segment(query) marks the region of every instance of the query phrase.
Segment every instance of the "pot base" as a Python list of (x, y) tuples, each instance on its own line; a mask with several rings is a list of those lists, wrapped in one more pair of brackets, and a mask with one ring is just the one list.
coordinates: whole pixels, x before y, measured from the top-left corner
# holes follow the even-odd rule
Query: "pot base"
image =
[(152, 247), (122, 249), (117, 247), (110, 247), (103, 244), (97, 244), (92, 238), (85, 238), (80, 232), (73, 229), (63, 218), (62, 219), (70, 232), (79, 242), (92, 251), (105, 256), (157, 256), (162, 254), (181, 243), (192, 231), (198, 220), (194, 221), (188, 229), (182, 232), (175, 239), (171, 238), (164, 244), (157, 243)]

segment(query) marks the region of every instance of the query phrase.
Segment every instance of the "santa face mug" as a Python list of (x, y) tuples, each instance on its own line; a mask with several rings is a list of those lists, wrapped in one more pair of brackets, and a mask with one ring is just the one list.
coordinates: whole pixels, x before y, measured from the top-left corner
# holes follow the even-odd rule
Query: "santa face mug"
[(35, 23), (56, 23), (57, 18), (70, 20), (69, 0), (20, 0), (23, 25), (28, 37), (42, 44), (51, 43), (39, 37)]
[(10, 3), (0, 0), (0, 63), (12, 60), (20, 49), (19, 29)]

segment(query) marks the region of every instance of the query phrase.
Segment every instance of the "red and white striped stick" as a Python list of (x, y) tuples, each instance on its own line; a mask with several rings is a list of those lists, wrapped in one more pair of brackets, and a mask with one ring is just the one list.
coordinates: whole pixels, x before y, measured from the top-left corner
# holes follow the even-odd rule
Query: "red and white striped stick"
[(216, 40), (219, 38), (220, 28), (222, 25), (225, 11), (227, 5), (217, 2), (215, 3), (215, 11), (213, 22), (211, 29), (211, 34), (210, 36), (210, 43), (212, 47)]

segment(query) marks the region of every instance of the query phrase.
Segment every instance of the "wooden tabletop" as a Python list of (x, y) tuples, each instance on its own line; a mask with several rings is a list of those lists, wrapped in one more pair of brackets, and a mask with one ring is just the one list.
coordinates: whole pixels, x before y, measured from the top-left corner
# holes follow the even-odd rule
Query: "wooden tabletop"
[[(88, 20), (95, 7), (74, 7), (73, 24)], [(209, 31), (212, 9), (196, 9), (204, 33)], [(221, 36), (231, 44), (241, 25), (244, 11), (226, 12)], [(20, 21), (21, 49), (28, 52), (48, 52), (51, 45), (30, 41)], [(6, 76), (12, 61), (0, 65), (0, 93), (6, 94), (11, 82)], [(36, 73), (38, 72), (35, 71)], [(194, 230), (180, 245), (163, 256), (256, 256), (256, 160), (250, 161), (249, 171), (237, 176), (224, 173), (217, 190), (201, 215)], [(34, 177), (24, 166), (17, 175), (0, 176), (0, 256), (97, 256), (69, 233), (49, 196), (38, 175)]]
***
* _Requirement_: Change "top-left corner" to "upper-left corner" wherever it occurs in the material, and reproduce all of the material with nothing else altered.

* _Reply_:
segment(query) marks the region of every instance of the query phrase.
Segment every instance of the "pot base" as a Python list of (x, y) tuples, each instance on its own line; a mask with several rings is a list of those lists, wrapped in one more pair of brackets, and a mask with one ring is just the one list.
coordinates: whole pixels, x before y, measured from the upper-left corner
# holes follow the even-odd rule
Query: "pot base"
image =
[(152, 247), (122, 249), (117, 247), (110, 247), (103, 244), (97, 244), (92, 238), (85, 238), (80, 232), (73, 229), (63, 218), (62, 219), (70, 232), (79, 242), (92, 251), (105, 256), (157, 256), (162, 254), (181, 243), (192, 231), (198, 220), (194, 221), (188, 229), (182, 232), (175, 239), (171, 238), (164, 244), (157, 243)]

segment(query) marks the region of every instance of the query phrase.
Segment every instance of the "santa face mug" as a Python list of (x, y) tuples, each instance on its own line; a mask with several rings is a list of those lists, wrapped in one more pair of brackets, and a mask with one ring is just the one list.
coordinates: whole pixels, x before y, measured from the upper-left corner
# holes follow the even-odd rule
Query: "santa face mug"
[(35, 23), (56, 23), (57, 18), (70, 20), (69, 0), (20, 0), (23, 25), (28, 37), (42, 44), (51, 43), (39, 37)]
[(10, 3), (0, 0), (0, 63), (12, 60), (20, 49), (19, 29)]

segment(query) marks the region of every instance of the query phrase.
Segment every instance of the "red and white striped stick" as a Python list of (x, y) tuples, each instance on its own line; a mask with several rings is a list of those lists, wrapped in one more pair of brackets, and a mask with one ring is just the one list.
coordinates: whole pixels, x before y, measured from the upper-left corner
# holes follow the even-odd rule
Query: "red and white striped stick"
[(216, 40), (219, 38), (220, 28), (222, 25), (225, 11), (227, 5), (217, 2), (215, 3), (215, 11), (213, 22), (211, 29), (211, 34), (210, 36), (210, 43), (212, 47)]

segment(query) marks the region of every instance of the query phrase.
Segment every instance of the "wooden tabletop" as a Python list of (x, y) tuples, each instance on its own line; a mask with several rings is a list of those lists, wrapped in one more pair of brackets, and a mask with one ring is just the one list.
coordinates: whole pixels, x before y, measured from the upper-left corner
# holes follow the even-odd rule
Query: "wooden tabletop"
[[(88, 20), (95, 7), (74, 7), (73, 24)], [(209, 31), (212, 9), (196, 9), (204, 33)], [(221, 36), (231, 44), (241, 25), (244, 11), (226, 12)], [(20, 21), (21, 49), (28, 52), (48, 52), (51, 45), (30, 41)], [(6, 76), (12, 61), (0, 65), (0, 93), (6, 94), (11, 82)], [(36, 73), (38, 72), (35, 71)], [(194, 230), (180, 245), (163, 256), (256, 256), (256, 160), (250, 161), (249, 171), (237, 176), (224, 173), (217, 190), (201, 215)], [(34, 177), (24, 166), (17, 175), (0, 176), (0, 256), (97, 256), (69, 233), (49, 196), (38, 175)]]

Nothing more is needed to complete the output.